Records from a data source
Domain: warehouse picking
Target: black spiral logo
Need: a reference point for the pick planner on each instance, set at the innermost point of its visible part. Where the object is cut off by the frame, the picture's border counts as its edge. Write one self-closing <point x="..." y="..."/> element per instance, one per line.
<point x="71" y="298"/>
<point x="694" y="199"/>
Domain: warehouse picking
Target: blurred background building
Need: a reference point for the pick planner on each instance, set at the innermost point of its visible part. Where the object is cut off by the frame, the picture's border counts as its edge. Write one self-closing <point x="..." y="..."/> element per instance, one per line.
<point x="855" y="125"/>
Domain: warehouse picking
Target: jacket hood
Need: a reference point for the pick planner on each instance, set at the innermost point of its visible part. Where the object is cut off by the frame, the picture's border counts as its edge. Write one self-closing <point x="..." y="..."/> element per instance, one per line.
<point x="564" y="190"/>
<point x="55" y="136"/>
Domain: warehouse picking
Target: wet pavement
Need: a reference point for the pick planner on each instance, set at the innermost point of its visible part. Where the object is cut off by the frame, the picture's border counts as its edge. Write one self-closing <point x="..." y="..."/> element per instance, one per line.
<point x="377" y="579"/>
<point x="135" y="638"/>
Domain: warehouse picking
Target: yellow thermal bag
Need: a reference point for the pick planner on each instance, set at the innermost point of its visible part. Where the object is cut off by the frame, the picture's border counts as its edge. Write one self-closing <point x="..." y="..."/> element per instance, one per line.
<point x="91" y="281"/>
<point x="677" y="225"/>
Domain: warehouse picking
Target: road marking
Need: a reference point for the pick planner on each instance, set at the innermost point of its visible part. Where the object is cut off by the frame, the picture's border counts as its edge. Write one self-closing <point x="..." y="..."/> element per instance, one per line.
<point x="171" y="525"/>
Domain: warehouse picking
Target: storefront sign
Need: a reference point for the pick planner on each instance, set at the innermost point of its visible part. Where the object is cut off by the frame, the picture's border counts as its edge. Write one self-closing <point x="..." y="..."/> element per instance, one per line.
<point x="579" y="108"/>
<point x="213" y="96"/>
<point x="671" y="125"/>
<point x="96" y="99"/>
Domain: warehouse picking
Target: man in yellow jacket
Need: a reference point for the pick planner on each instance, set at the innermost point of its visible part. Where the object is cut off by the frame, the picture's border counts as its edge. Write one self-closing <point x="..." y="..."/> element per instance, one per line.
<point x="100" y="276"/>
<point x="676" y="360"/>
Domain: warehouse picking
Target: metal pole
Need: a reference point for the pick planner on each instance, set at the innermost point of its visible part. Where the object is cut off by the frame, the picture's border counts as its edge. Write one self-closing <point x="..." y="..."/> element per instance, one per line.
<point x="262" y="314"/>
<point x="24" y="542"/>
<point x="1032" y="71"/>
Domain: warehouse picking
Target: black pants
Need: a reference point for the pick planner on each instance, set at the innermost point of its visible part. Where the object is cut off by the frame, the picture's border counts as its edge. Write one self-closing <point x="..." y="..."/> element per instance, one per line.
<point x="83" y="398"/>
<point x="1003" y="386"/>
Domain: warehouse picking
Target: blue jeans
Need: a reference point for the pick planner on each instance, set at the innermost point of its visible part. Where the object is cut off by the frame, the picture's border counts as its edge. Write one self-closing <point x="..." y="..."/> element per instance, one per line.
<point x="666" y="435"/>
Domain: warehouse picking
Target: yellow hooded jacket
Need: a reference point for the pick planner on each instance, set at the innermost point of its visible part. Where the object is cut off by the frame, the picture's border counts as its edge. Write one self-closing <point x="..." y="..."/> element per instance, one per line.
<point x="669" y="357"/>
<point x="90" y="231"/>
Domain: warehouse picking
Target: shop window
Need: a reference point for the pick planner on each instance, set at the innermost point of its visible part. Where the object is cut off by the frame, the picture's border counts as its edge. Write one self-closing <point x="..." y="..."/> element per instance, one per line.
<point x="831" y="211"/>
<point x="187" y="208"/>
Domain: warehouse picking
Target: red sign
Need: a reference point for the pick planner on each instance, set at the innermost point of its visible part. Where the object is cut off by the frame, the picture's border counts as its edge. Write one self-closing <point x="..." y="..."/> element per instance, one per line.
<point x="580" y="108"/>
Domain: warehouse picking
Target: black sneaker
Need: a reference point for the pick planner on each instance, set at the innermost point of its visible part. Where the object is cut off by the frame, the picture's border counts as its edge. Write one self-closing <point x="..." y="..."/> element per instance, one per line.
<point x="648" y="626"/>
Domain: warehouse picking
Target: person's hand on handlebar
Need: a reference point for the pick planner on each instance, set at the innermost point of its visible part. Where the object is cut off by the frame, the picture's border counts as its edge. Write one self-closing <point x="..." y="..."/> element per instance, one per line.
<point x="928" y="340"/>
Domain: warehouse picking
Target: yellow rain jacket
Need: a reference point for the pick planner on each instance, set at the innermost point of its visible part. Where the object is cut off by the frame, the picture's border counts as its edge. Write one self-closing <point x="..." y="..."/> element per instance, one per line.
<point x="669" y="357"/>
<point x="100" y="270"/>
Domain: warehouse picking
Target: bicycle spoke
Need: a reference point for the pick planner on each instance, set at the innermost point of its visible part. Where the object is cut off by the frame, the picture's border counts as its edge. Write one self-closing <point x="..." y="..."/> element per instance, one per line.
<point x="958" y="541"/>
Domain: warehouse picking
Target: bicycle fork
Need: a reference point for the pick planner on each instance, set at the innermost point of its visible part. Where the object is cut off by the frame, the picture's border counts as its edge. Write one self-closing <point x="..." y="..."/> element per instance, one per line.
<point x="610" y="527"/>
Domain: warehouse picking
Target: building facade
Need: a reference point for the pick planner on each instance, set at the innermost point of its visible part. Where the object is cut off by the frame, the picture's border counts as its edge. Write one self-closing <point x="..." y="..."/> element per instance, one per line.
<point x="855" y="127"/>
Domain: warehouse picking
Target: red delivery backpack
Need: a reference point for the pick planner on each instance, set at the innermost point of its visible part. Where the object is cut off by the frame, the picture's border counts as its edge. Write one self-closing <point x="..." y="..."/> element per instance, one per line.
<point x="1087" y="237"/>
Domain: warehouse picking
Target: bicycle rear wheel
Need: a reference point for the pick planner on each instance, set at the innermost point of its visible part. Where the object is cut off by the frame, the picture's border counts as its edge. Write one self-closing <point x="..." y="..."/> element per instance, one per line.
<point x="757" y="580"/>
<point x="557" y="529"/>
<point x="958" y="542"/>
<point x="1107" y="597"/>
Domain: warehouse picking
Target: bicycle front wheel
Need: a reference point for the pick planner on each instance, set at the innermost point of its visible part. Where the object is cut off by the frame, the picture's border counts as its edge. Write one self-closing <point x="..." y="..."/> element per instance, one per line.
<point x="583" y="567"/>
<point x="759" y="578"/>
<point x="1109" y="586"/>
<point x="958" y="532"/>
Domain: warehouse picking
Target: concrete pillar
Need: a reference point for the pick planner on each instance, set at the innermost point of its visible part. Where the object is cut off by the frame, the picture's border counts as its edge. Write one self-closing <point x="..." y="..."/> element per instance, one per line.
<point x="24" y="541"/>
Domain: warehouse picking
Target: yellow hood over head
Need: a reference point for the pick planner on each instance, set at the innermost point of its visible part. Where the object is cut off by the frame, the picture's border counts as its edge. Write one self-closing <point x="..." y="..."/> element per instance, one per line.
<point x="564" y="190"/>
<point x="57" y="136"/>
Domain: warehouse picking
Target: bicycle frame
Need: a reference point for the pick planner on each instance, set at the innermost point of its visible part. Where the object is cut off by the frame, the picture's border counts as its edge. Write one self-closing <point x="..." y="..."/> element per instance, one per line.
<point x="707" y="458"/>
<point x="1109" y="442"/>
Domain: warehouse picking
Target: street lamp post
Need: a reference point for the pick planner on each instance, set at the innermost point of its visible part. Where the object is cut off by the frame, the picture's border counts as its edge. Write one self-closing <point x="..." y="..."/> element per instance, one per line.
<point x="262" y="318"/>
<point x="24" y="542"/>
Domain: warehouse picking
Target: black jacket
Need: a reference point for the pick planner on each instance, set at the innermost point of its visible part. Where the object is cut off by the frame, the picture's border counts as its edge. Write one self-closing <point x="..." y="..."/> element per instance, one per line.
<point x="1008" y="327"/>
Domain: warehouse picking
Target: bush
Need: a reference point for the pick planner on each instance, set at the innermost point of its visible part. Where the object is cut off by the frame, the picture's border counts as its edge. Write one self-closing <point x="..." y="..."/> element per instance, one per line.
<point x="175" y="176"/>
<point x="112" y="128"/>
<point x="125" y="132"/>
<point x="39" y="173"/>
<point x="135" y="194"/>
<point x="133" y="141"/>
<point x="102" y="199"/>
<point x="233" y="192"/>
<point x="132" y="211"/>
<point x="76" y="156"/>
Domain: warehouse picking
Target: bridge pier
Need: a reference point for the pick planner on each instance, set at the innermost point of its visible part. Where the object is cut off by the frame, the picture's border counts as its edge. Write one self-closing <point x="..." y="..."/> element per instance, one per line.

Written exercise: Locate every line in the entries above that contains the string "building", matching case, and copy each such line in full.

Exercise response:
Target: blurred background building
Target: building facade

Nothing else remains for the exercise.